→ Work task A: From the opinion piece on everyday and vulnerable trust, list every kind of help the writer says they have needed from other people.
→ Work task B: In the opinion piece on everyday and vulnerable trust, what two types of trust does the writer divide their experience into?
→ Work task C: Write the next part of the opinion piece on everyday and vulnerable trust, picking up right after its final sentence.

Everyday Trust VS. Vulnerable Trust


PHOTO// Alex Shute on Unsplash

Caden Nelms, Opinions Editor

Trusting others is different for everyone. For some, they can trust other people quickly. While others, it takes time to gain trust in each other. However, in certain circumstances, like being disabled, sometimes you must trust others immediately. There have been many times that I have had to trust strangers in order to get assistance. 

When I think about my life and how I have trusted others, I break it down into two types of trust– everyday trust and vulnerable trust.

Everyday trust is a part of many people’s lives. In relationships, partners trust each other everyday with some of the most private information that a person can have. People also trust their doctors with their medical information and concerns. However, I have to trust strangers in my everyday life. With my disability, I often need help from people that I have never met. The help I need ranges from getting something off of a shelf at a store to swiping my debit card at a coffee shop. Of course these are two very different things, but both can be a very awkward interaction that takes trust in the other person to be kind and helpful. In the past, I have also needed assistance picking up my phone from the ground, texting or calling someone, getting unstuck from a doorway, using an elevator or getting food or a drink. All of these things involve trusting someone else to help me, even though they aren’t obligated to do so.

→ Exercise data:
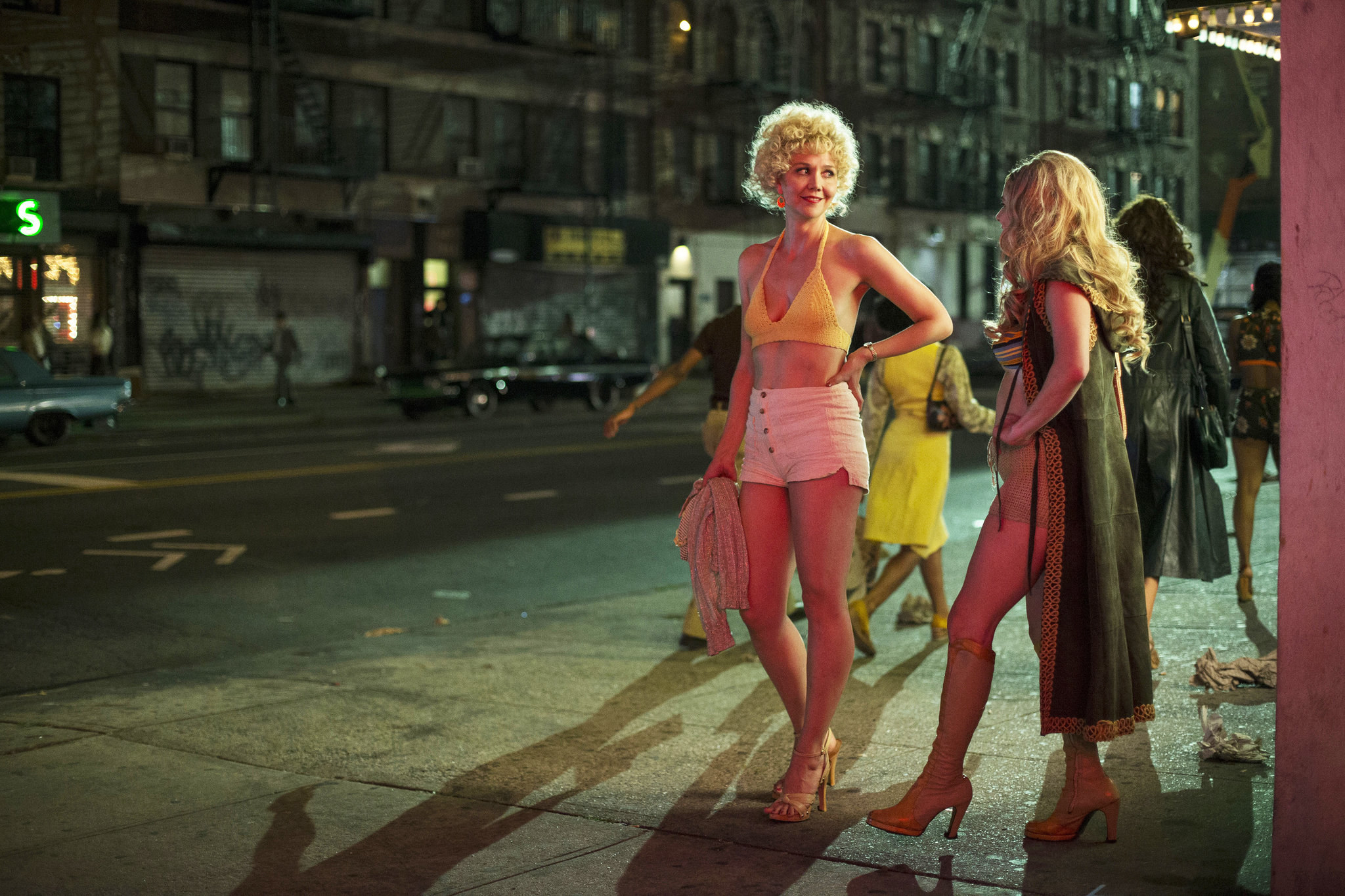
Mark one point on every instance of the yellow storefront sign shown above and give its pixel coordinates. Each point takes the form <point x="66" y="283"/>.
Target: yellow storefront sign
<point x="584" y="245"/>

→ Exercise result A:
- Getting something off of a shelf at a store
- Swiping a debit card at a coffee shop
- Picking up a phone from the ground
- Texting or calling someone
- Getting unstuck from a doorway
- Using an elevator
- Getting food or a drink

→ Exercise result B: Everyday trust and vulnerable trust.

→ Exercise result C:
Then, there is vulnerable trust, which can be scary. It is one of the hardest parts of being disabled. Many able bodied people don’t have to be vulnerable to strangers, especially at a young age. Starting in Pre-K, I had to allow other people to help me to the restroom. This continued until senior year of high school. Usually, at the beginning of every school year I would have to teach at least one new person how to take me to the restroom. At all times, there were usually three or four staff members in the school who could take me. As you can imagine, this was a very private and vulnerable thing, yet by high school, most students knew that certain teachers took me to the bathroom. Also, using a wheelchair my entire life led to students asking questions. I don’t mind answering questions now, but when I was younger, I didn’t feel comfortable answering personal questions. Other kids used to ask some of the most personal questions. Even in middle school, I had the same person ask me daily how I use the bathroom. From a very young age I had to set boundaries of how much I wanted to share with other students. I knew that I told them certain things, I would be treated more differently than I already was. I just wanted to be what I thought was “normal” at that time. But this goes beyond just my life, this is a reality for many disabled people. They have to hire caretakers, or assistants, that help them go to the restroom, bathe, change clothes, transport to and from areas in their home and countless other personal activities. Unfortunately, the caretakers are interchangeable, meaning you could have a different caretaker everyday. This means that you have to be vulnerable and teach someone new constantly. Having to teach someone so personal repeatedly can be very disheartening. It can break down your confidence and your feeling of being independent. 

As I continue to grow and live my life, I find it easier to trust others, but with boundaries. I have found the balance of how much to share about my life and disability, depending on the person and circumstance that I am in.